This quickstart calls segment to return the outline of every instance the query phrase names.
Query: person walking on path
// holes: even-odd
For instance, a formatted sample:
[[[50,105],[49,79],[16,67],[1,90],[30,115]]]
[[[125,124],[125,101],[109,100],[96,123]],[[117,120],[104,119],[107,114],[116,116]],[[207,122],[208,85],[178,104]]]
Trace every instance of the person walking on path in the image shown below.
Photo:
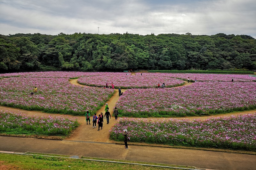
[[[113,113],[115,115],[115,118],[116,118],[116,120],[117,120],[117,115],[118,115],[118,110],[117,110],[117,109],[116,108],[116,107],[115,108],[115,109],[114,110],[114,112]]]
[[[119,89],[118,89],[118,95],[119,95],[119,97],[120,97],[121,95],[120,95],[121,94],[121,87],[119,87]]]
[[[102,129],[102,125],[103,125],[103,118],[102,117],[100,116],[100,115],[99,115],[98,123],[99,125],[99,129],[98,130],[100,130],[100,127],[101,127],[101,129]]]
[[[92,128],[96,128],[96,123],[97,122],[97,119],[98,119],[98,117],[96,115],[96,113],[94,114],[94,116],[93,116],[92,118],[93,119],[92,119]],[[94,124],[95,124],[95,126]]]
[[[87,123],[87,124],[88,124],[88,121],[89,121],[89,124],[91,124],[90,123],[90,113],[89,113],[89,111],[87,111],[87,113],[85,114],[85,116],[86,116],[86,122]]]
[[[105,112],[107,112],[107,110],[108,109],[109,109],[108,108],[108,103],[106,103],[106,105],[105,105]]]
[[[128,149],[128,145],[127,144],[127,141],[128,141],[128,132],[127,131],[127,129],[125,129],[124,130],[124,133],[123,135],[124,136],[124,144],[125,146],[124,148],[125,149]]]
[[[108,109],[107,109],[107,110],[104,116],[106,116],[107,119],[107,124],[108,124],[109,122],[109,116],[110,116],[110,118],[111,119],[111,115],[110,115],[110,113],[108,111]]]

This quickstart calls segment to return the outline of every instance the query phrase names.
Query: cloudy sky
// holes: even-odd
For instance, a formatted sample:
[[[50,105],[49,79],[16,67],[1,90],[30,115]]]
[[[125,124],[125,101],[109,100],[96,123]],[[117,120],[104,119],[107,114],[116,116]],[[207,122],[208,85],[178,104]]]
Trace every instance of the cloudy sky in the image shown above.
[[[256,1],[0,0],[0,34],[126,31],[256,38]]]

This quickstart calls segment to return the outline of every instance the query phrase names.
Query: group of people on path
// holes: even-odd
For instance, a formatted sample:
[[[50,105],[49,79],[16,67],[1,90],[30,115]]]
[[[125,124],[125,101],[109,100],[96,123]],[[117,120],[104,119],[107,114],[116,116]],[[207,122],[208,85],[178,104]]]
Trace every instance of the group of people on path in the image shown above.
[[[102,129],[102,126],[103,126],[103,122],[104,122],[103,119],[105,118],[107,119],[107,124],[108,124],[109,123],[109,118],[111,119],[111,114],[110,112],[108,111],[109,108],[108,103],[106,104],[105,105],[105,115],[103,116],[103,113],[102,112],[100,113],[100,114],[99,115],[99,117],[97,116],[96,113],[94,114],[94,115],[92,117],[92,128],[96,128],[96,124],[98,124],[99,125],[99,129],[98,130],[100,130],[100,128],[101,128],[101,129]],[[115,108],[115,109],[114,110],[113,113],[114,115],[115,115],[115,118],[116,120],[117,119],[117,115],[118,115],[118,110],[117,110],[116,107]],[[85,115],[86,117],[86,122],[87,124],[88,124],[88,122],[89,122],[89,124],[91,124],[90,121],[91,119],[90,118],[90,116],[91,114],[89,113],[89,111],[87,111]]]
[[[99,127],[98,130],[100,130],[100,128],[102,129],[103,126],[103,122],[104,118],[105,118],[107,119],[107,124],[108,124],[109,123],[109,118],[111,119],[111,114],[108,111],[109,108],[108,103],[106,103],[105,105],[105,110],[106,112],[105,115],[103,115],[102,112],[100,113],[100,114],[99,115],[99,117],[97,116],[96,114],[95,113],[94,115],[92,117],[92,128],[96,128],[96,124],[98,124]],[[116,120],[117,120],[117,115],[118,115],[118,110],[116,107],[115,107],[114,110],[113,114],[115,115],[115,118]],[[89,111],[87,111],[85,114],[85,117],[86,117],[86,121],[87,124],[88,124],[88,121],[89,122],[89,124],[91,124],[90,123],[90,116],[91,115]],[[98,122],[97,120],[98,120]],[[124,137],[124,144],[125,148],[128,149],[128,145],[127,142],[128,140],[130,140],[130,138],[128,137],[128,132],[127,129],[125,129],[124,130],[124,132],[123,135]]]

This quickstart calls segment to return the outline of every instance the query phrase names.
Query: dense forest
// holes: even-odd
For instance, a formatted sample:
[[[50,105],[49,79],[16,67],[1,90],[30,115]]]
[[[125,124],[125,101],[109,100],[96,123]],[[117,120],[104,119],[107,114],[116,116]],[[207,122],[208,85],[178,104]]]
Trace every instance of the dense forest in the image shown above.
[[[256,40],[246,35],[0,34],[1,72],[255,68]]]

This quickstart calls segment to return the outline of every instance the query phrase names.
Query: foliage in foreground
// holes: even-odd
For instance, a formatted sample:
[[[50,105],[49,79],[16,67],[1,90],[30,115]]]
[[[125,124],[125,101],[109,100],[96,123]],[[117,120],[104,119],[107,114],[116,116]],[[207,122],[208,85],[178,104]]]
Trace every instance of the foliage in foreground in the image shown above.
[[[10,169],[136,169],[138,170],[161,170],[166,168],[135,165],[126,164],[102,161],[96,161],[44,157],[38,155],[21,155],[0,153],[0,160],[2,165],[6,165]],[[113,160],[116,161],[116,160]],[[137,163],[147,163],[135,162]],[[171,166],[170,165],[163,165]],[[193,167],[171,166],[172,166],[194,169]],[[0,166],[0,167],[1,166]],[[168,168],[168,169],[174,169]]]
[[[251,36],[222,33],[0,35],[0,70],[251,70],[255,47]]]
[[[102,87],[106,85],[106,83],[111,86],[113,82],[115,88],[118,89],[147,88],[155,88],[158,83],[161,85],[165,84],[165,87],[171,87],[181,85],[184,81],[171,78],[168,75],[159,74],[145,74],[141,76],[140,73],[131,75],[129,73],[102,72],[99,75],[91,77],[84,77],[79,78],[77,82],[87,85]]]
[[[204,121],[121,119],[110,138],[123,141],[125,129],[131,142],[256,151],[256,113]]]
[[[15,135],[67,136],[79,123],[74,118],[29,116],[0,111],[0,133]]]

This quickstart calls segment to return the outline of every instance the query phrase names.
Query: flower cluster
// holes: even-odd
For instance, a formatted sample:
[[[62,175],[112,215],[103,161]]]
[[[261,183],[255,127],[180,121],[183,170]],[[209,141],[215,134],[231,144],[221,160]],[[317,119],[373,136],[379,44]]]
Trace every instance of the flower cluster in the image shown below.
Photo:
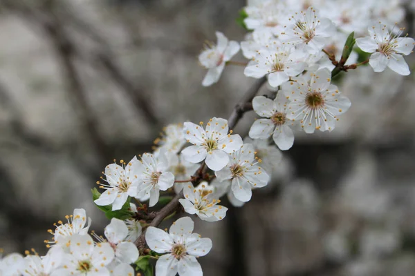
[[[133,275],[133,266],[151,273],[152,259],[156,276],[203,275],[196,258],[210,252],[212,241],[192,233],[189,217],[177,219],[168,233],[157,228],[162,221],[182,212],[217,221],[228,210],[223,196],[234,206],[248,202],[253,190],[268,184],[282,159],[279,150],[293,146],[295,131],[331,132],[351,107],[332,83],[340,72],[369,63],[375,72],[388,67],[410,73],[403,56],[412,53],[414,41],[390,23],[403,17],[398,1],[387,9],[379,4],[386,0],[311,2],[249,1],[245,40],[229,41],[216,32],[217,43],[208,43],[199,55],[208,69],[202,84],[217,82],[226,65],[241,65],[231,59],[241,49],[249,59],[243,64],[245,76],[268,81],[270,93],[246,97],[246,106],[235,108],[236,120],[169,125],[153,152],[107,166],[97,181],[102,193],[93,190],[95,204],[111,219],[104,235],[90,232],[91,218],[75,209],[66,222],[48,230],[53,237],[45,241],[44,256],[35,250],[24,257],[9,254],[0,259],[0,275]],[[355,44],[367,56],[359,63]],[[243,140],[230,128],[250,109],[259,118]],[[160,205],[161,210],[149,210]]]

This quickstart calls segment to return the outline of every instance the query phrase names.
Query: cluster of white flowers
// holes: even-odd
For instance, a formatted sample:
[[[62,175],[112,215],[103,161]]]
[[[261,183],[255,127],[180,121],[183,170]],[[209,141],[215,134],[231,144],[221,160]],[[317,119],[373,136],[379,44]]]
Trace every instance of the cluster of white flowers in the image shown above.
[[[256,0],[249,1],[244,12],[250,30],[245,41],[230,41],[216,32],[217,44],[208,44],[199,59],[208,69],[203,86],[217,82],[227,64],[241,64],[231,60],[240,48],[250,59],[243,64],[244,75],[268,79],[271,93],[252,95],[252,109],[261,118],[253,122],[245,143],[222,118],[213,117],[205,126],[168,126],[152,152],[129,162],[114,161],[97,181],[104,190],[93,191],[94,202],[112,218],[104,236],[90,233],[91,219],[84,210],[75,209],[66,217],[67,223],[59,221],[48,230],[53,237],[45,241],[45,256],[35,250],[24,257],[10,254],[0,259],[0,276],[131,276],[132,265],[143,269],[145,257],[157,259],[156,276],[203,275],[196,257],[208,254],[212,244],[192,233],[192,219],[178,219],[168,233],[154,226],[181,210],[205,221],[223,219],[228,209],[221,198],[225,195],[234,206],[249,201],[252,190],[268,184],[282,159],[273,141],[288,150],[294,130],[331,131],[350,108],[349,99],[331,83],[340,71],[369,63],[376,72],[389,67],[402,75],[410,72],[403,56],[412,52],[414,41],[401,37],[404,30],[390,23],[403,17],[398,1]],[[356,63],[358,53],[344,47],[351,37],[349,45],[356,41],[370,55],[367,60]],[[163,209],[167,212],[149,211],[160,195],[171,201]],[[152,224],[160,213],[163,217]]]
[[[243,56],[250,60],[244,75],[266,77],[277,92],[277,97],[270,99],[254,99],[254,110],[265,119],[254,123],[249,136],[255,139],[272,136],[281,150],[293,146],[293,128],[306,133],[315,129],[331,131],[338,116],[349,109],[349,99],[330,84],[331,71],[340,62],[341,66],[350,66],[341,69],[344,70],[369,63],[375,72],[389,67],[402,75],[410,73],[403,56],[412,52],[415,43],[412,38],[402,37],[405,29],[395,23],[400,22],[405,14],[398,1],[264,0],[248,1],[243,10],[243,23],[250,32],[240,44]],[[351,32],[358,37],[357,46],[371,54],[360,63],[356,63],[356,52],[347,57],[342,55]],[[222,52],[227,51],[223,46],[227,41],[223,34],[218,35]],[[237,48],[234,41],[228,47]],[[210,48],[209,53],[213,51],[215,57],[225,57],[214,49]],[[236,54],[234,50],[229,52]],[[209,53],[205,50],[200,55],[202,64],[213,55]],[[346,60],[340,61],[342,58]],[[233,62],[228,55],[220,59],[229,64]],[[216,66],[220,70],[215,71],[215,77],[212,77],[212,66],[208,75],[217,81],[223,62]]]
[[[105,237],[88,233],[91,219],[84,209],[66,216],[68,223],[58,221],[53,241],[45,241],[48,253],[39,256],[32,249],[26,257],[12,253],[0,260],[0,275],[10,276],[127,276],[133,275],[130,265],[138,258],[138,250],[126,238],[131,230],[126,224],[113,218],[104,230]],[[89,225],[85,227],[86,221]],[[93,237],[95,238],[94,241]]]

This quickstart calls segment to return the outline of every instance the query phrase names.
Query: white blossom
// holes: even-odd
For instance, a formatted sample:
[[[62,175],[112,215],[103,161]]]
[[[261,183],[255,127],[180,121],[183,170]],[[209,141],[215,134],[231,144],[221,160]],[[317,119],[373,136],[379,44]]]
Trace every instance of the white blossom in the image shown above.
[[[267,75],[270,85],[277,87],[290,77],[301,73],[306,67],[306,63],[299,59],[299,53],[295,50],[291,46],[272,41],[257,51],[255,57],[243,73],[246,77],[257,79]]]
[[[20,272],[24,276],[59,276],[57,271],[64,259],[64,253],[59,246],[53,246],[43,257],[29,255],[24,257]]]
[[[3,251],[0,251],[3,253]],[[0,259],[0,275],[20,276],[20,269],[24,264],[23,256],[19,253],[10,253]]]
[[[117,261],[131,264],[138,259],[138,249],[134,244],[127,241],[129,230],[124,221],[112,218],[111,223],[105,227],[104,233],[108,243],[114,250]]]
[[[165,155],[158,157],[151,153],[145,153],[141,157],[141,171],[138,172],[139,185],[136,197],[149,195],[149,206],[154,206],[158,201],[160,190],[166,190],[173,186],[174,175],[167,171],[168,162]]]
[[[160,151],[178,152],[186,144],[186,139],[183,134],[183,126],[181,124],[170,124],[163,128],[163,137],[157,138],[154,141],[154,144],[158,146],[154,154],[157,155],[157,153]]]
[[[403,29],[394,34],[387,29],[386,25],[378,22],[368,29],[369,36],[356,39],[356,44],[360,49],[372,53],[369,63],[375,72],[382,72],[389,67],[398,74],[407,76],[410,74],[409,68],[404,55],[412,52],[415,45],[414,39],[398,37]]]
[[[261,159],[261,167],[270,175],[281,162],[282,153],[275,145],[270,145],[268,139],[251,139],[246,137],[243,139],[246,144],[251,144],[255,150],[255,156]]]
[[[94,202],[99,206],[112,204],[112,210],[120,210],[128,197],[137,194],[139,184],[138,175],[141,170],[141,163],[134,157],[128,164],[120,161],[121,166],[111,164],[105,167],[105,179],[107,184],[97,182],[100,188],[105,189],[99,199]]]
[[[194,223],[188,217],[173,223],[169,233],[149,226],[145,240],[152,250],[166,253],[158,257],[156,276],[202,276],[202,268],[196,257],[204,256],[212,248],[212,241],[193,232]]]
[[[229,41],[220,32],[216,32],[216,35],[217,45],[214,43],[205,45],[205,49],[199,56],[201,64],[208,69],[202,82],[203,86],[209,86],[216,83],[221,77],[226,61],[230,61],[239,50],[239,44],[237,41]]]
[[[255,162],[255,150],[250,144],[244,144],[232,153],[229,164],[222,170],[215,172],[219,181],[232,180],[231,189],[235,197],[243,202],[252,197],[253,188],[266,186],[268,175]]]
[[[299,120],[306,133],[315,129],[333,130],[338,116],[347,111],[351,103],[331,81],[331,72],[324,68],[313,74],[310,82],[296,77],[283,84],[282,90],[290,101],[286,118]]]
[[[206,130],[190,122],[185,123],[185,137],[193,144],[182,151],[186,160],[205,162],[212,170],[221,170],[229,162],[229,154],[242,146],[242,139],[238,135],[228,134],[228,121],[222,118],[212,118]],[[232,130],[231,130],[232,133]]]
[[[109,276],[106,266],[114,258],[114,251],[108,243],[94,245],[89,235],[74,235],[66,244],[69,253],[66,254],[62,267],[57,275],[62,276]]]
[[[48,230],[48,232],[54,235],[53,241],[51,244],[64,245],[73,235],[88,234],[91,220],[91,217],[88,217],[88,224],[85,226],[86,224],[86,213],[84,209],[75,208],[73,210],[73,215],[66,215],[65,218],[68,223],[64,224],[59,220],[57,224],[54,224],[56,226],[55,231]],[[46,241],[50,244],[49,241]]]
[[[169,163],[168,170],[174,175],[174,179],[176,180],[190,179],[199,167],[199,164],[187,161],[181,153],[176,155],[167,152],[166,157]],[[176,193],[179,193],[183,190],[183,185],[185,185],[185,184],[174,184],[174,188]]]
[[[287,100],[279,91],[273,101],[264,96],[257,96],[252,100],[255,112],[264,119],[256,120],[249,130],[252,139],[273,137],[274,142],[282,150],[290,148],[294,144],[293,123],[286,118]]]
[[[279,38],[288,45],[315,54],[322,50],[335,32],[335,26],[327,18],[320,18],[312,7],[296,12]]]
[[[197,215],[202,220],[217,221],[226,215],[228,208],[219,205],[219,198],[213,195],[213,188],[209,187],[207,182],[202,182],[196,188],[192,184],[183,188],[184,199],[178,201],[185,211],[190,215]]]

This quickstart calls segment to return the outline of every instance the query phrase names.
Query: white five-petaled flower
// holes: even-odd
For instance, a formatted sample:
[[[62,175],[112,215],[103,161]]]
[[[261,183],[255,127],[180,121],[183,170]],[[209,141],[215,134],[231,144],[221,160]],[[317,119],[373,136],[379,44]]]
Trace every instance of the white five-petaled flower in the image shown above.
[[[163,128],[164,133],[161,138],[157,138],[154,144],[158,146],[155,154],[160,150],[165,152],[177,153],[186,144],[183,134],[183,126],[181,124],[170,124]]]
[[[220,32],[216,32],[216,35],[218,39],[217,45],[205,45],[205,49],[199,56],[201,64],[209,69],[202,82],[203,86],[216,83],[221,77],[226,61],[230,61],[239,50],[239,44],[237,41],[228,41],[226,37]]]
[[[369,36],[356,39],[356,44],[360,49],[372,53],[369,63],[375,72],[382,72],[387,66],[398,74],[409,75],[403,56],[412,52],[415,41],[410,37],[398,37],[403,30],[394,34],[394,30],[389,31],[386,25],[378,22],[369,28]]]
[[[106,266],[114,258],[114,250],[108,243],[94,246],[89,235],[74,235],[66,244],[69,254],[66,254],[62,268],[57,275],[62,276],[109,276]]]
[[[133,213],[138,212],[137,207],[133,203],[130,203],[130,208]],[[127,235],[124,240],[127,241],[134,242],[137,240],[137,239],[138,239],[138,237],[140,237],[142,233],[142,227],[141,226],[141,224],[139,221],[132,218],[129,219],[125,219],[124,222],[125,222],[127,228],[128,228],[128,234]]]
[[[256,157],[261,159],[261,168],[265,170],[268,175],[271,175],[273,170],[278,166],[282,159],[281,151],[275,145],[270,145],[268,139],[251,139],[246,137],[243,139],[244,143],[252,144],[255,150]]]
[[[65,244],[71,236],[75,234],[87,235],[89,226],[91,225],[91,217],[88,217],[88,224],[86,224],[86,213],[84,209],[74,209],[73,215],[66,215],[65,218],[68,223],[64,224],[62,221],[57,221],[57,224],[55,224],[56,229],[55,232],[52,230],[48,230],[48,232],[54,235],[53,242],[48,243],[59,244],[60,245]]]
[[[252,100],[255,112],[266,119],[256,120],[249,130],[252,139],[267,139],[273,137],[282,150],[290,148],[294,144],[293,121],[286,118],[287,103],[289,101],[279,91],[273,101],[264,96],[257,96]]]
[[[290,101],[286,117],[299,120],[306,133],[313,133],[315,129],[333,130],[338,116],[350,108],[349,99],[341,96],[331,81],[331,72],[324,68],[313,74],[309,83],[297,77],[282,85],[283,92]]]
[[[64,259],[64,250],[59,246],[53,246],[44,257],[29,255],[24,257],[24,269],[21,273],[24,276],[59,276],[57,268]]]
[[[114,250],[117,261],[131,264],[138,259],[137,247],[132,242],[126,241],[129,230],[124,221],[112,218],[111,223],[105,227],[104,233],[108,243]],[[106,241],[100,237],[95,237],[101,242]]]
[[[120,210],[127,201],[128,197],[134,197],[137,194],[139,184],[138,178],[141,163],[136,157],[128,164],[120,161],[121,166],[111,164],[105,167],[105,179],[107,184],[98,181],[100,188],[105,189],[99,199],[94,202],[99,206],[112,204],[112,210]]]
[[[158,257],[156,276],[202,276],[202,268],[196,259],[204,256],[212,248],[212,240],[201,238],[193,232],[194,223],[189,217],[173,223],[169,233],[149,226],[145,240],[149,248],[158,253],[167,253]]]
[[[289,20],[279,36],[282,41],[310,54],[321,51],[335,32],[334,23],[327,18],[318,18],[312,7],[296,12]]]
[[[111,276],[133,276],[134,268],[129,264],[121,263],[111,272]]]
[[[190,122],[185,123],[185,137],[193,144],[182,151],[186,160],[199,163],[204,160],[212,170],[221,170],[229,162],[229,155],[242,146],[242,139],[238,135],[228,134],[228,121],[212,118],[206,130]],[[232,133],[232,130],[230,131]]]
[[[174,175],[176,180],[190,179],[199,167],[197,163],[185,160],[181,154],[166,152],[166,157],[169,162],[169,171]],[[185,184],[185,183],[175,183],[174,188],[176,193],[179,193]]]
[[[255,57],[245,68],[247,77],[260,78],[268,75],[268,82],[277,87],[297,76],[306,67],[306,63],[299,59],[299,53],[290,46],[282,45],[278,41],[272,41],[257,51]]]
[[[160,190],[166,190],[173,186],[174,175],[167,171],[168,162],[165,154],[155,157],[151,153],[145,153],[141,157],[142,164],[138,173],[138,193],[136,197],[144,197],[149,195],[149,206],[154,206],[158,201]]]
[[[231,179],[231,189],[235,197],[247,202],[251,199],[252,189],[266,186],[270,179],[257,163],[252,145],[245,144],[232,155],[229,164],[214,174],[219,181]]]
[[[0,251],[0,275],[20,276],[19,273],[24,264],[23,256],[19,253],[10,253],[1,258],[3,250]]]
[[[207,182],[201,183],[196,188],[189,184],[183,188],[185,198],[178,201],[186,213],[196,214],[206,221],[217,221],[225,217],[228,208],[218,205],[221,201],[214,197],[213,190]]]

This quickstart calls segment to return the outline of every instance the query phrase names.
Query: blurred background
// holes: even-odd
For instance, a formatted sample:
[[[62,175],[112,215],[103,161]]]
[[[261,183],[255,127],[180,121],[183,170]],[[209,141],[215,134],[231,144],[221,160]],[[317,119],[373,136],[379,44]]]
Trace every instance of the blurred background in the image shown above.
[[[414,10],[403,3],[409,37]],[[164,126],[228,118],[255,82],[229,67],[201,86],[214,32],[241,41],[243,0],[0,0],[0,245],[44,253],[113,159],[151,151]],[[241,54],[236,60],[243,61]],[[407,61],[414,69],[414,55]],[[415,271],[415,80],[343,74],[352,106],[332,132],[295,133],[272,182],[195,232],[206,275],[389,276]],[[259,94],[265,94],[266,86]],[[234,131],[246,136],[255,118]],[[200,221],[199,221],[200,222]],[[166,224],[166,226],[169,224]]]

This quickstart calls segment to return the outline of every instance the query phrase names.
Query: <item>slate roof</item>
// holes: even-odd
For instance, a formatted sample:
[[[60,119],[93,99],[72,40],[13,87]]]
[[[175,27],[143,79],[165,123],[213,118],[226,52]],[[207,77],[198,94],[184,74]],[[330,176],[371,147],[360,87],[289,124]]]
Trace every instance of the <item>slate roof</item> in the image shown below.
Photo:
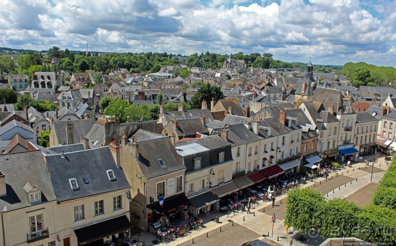
[[[253,142],[262,139],[262,137],[248,129],[243,123],[228,127],[228,141],[233,146]]]
[[[356,123],[378,122],[379,120],[368,112],[356,112]]]
[[[390,119],[392,120],[396,120],[396,110],[393,110],[388,114],[386,114],[382,116],[382,118],[385,119]]]
[[[187,119],[200,117],[205,117],[205,121],[207,123],[209,123],[214,119],[213,115],[211,113],[211,111],[208,109],[164,112],[162,113],[162,115],[167,122],[171,120],[179,120],[179,119]],[[166,124],[166,123],[164,124]]]
[[[137,164],[147,179],[185,169],[182,157],[177,152],[168,137],[138,141],[139,158]],[[162,158],[165,166],[158,160]]]
[[[0,209],[28,207],[24,187],[28,181],[41,190],[41,203],[56,200],[41,150],[0,156],[0,170],[5,175],[7,194],[0,196]],[[32,208],[32,209],[34,209]]]
[[[1,127],[0,127],[0,136],[14,127],[19,127],[28,132],[33,132],[30,126],[24,123],[21,123],[19,121],[17,121],[16,120],[12,120],[5,125],[1,126]]]
[[[74,142],[80,142],[80,137],[84,137],[93,126],[92,119],[85,119],[77,120],[59,120],[53,121],[51,131],[55,131],[58,139],[58,142],[62,144],[63,141],[66,141],[66,125],[68,123],[73,124]]]
[[[82,145],[82,143],[75,143],[74,144],[50,147],[47,148],[47,149],[56,154],[60,154],[62,153],[62,150],[64,153],[84,150],[84,145]]]
[[[168,124],[173,124],[173,122],[171,122]],[[208,128],[202,125],[202,122],[199,118],[178,119],[177,120],[177,128],[175,130],[179,137],[184,135],[187,136],[195,135],[197,132],[203,134],[209,133]]]
[[[116,166],[109,146],[45,157],[55,194],[59,202],[130,188],[122,170]],[[83,162],[81,160],[83,160]],[[116,180],[110,181],[111,169]],[[82,179],[88,179],[85,184]],[[75,178],[79,189],[73,191],[69,180]]]

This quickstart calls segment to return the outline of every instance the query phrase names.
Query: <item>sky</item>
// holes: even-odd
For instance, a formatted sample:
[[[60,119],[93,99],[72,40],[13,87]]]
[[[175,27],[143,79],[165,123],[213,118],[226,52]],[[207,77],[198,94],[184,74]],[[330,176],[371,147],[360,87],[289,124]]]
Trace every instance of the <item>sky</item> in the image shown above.
[[[1,0],[0,47],[396,67],[395,0]],[[311,58],[310,58],[311,57]]]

------------

## Your objective
Report every line in the records that contains the word "walking", copying each line in full.

## Expected output
Query: person walking on path
Trace every instance of the person walking on path in the image shown below.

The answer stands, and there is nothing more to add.